TASK DETAILS: Write out every one of the records below word for word, keeping each line unchanged.

DATA SUPPLIED:
####

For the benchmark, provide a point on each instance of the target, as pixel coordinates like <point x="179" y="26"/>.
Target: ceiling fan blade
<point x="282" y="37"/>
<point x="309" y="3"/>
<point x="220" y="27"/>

####

WRITTEN ANSWER:
For the benchmark, provide a point on each instance of the target, as pixel coordinates like <point x="179" y="26"/>.
Target: ceiling fan blade
<point x="282" y="37"/>
<point x="309" y="3"/>
<point x="220" y="27"/>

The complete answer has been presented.